> PASSAGE GIVEN

▼

I hear similar sentiments the world over. In the Democratic Republic of the Congo, I have been astonished by the determination of women and young girls who have been ruthlessly gang-raped to secure justice in their country’s courts—though they have scant reason to expect justice from courts that have all too infrequently dispensed it. Even when human rights violators are convicted in the DRC, they have often escaped or bribed their way out of prison. One Congolese activist, who has helped dozens of rape survivors file criminal complaints, explained that many of these women nonetheless derive satisfaction from having made their perpetrators face a judicial reckoning. But of course these victims want their courts to work better, much better.

Likewise, the Bosnian victims I mentioned earlier cherish the justice they have found in The Hague, even though they have experienced myriad disappointments in specific aspects of the tribunal’s work. What, then, are their principal complaints? The ones I heard most often were as follows:

First, as one Bosnian survivor put it—and I quote: the ICTY’s “trials took too long, way too long.” Compounding this common complaint, trial proceedings that may last years often begin only after long years of waiting for justice. The ICTY’s most recent verdict, rendered earlier this week, involved allegations of violations committed in 1995—sixteen years ago!

While many factors contribute to the latter type of delay, victims have been especially outraged by the international community’s failure to apprehend fugitives from justice during periods when their whereabouts were known.

▲

> INFORMATION PROVIDED

▼

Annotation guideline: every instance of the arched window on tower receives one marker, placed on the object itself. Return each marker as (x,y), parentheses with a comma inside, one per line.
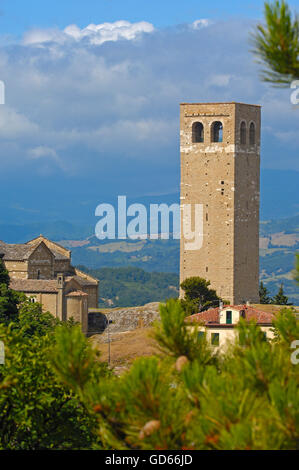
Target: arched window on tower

▲

> WHAT YOU WILL DO
Print the passage on victims seeking justice word for word, beginning at the words "Likewise, the Bosnian" and stopping after "1995—sixteen years ago!". The material stands apart from the passage on victims seeking justice.

> WRITTEN RESPONSE
Likewise, the Bosnian victims I mentioned earlier cherish the justice they have found in The Hague, even though they have experienced myriad disappointments in specific aspects of the tribunal’s work. What, then, are their principal complaints? The ones I heard most often were as follows:

First, as one Bosnian survivor put it—and I quote: the ICTY’s “trials took too long, way too long.” Compounding this common complaint, trial proceedings that may last years often begin only after long years of waiting for justice. The ICTY’s most recent verdict, rendered earlier this week, involved allegations of violations committed in 1995—sixteen years ago!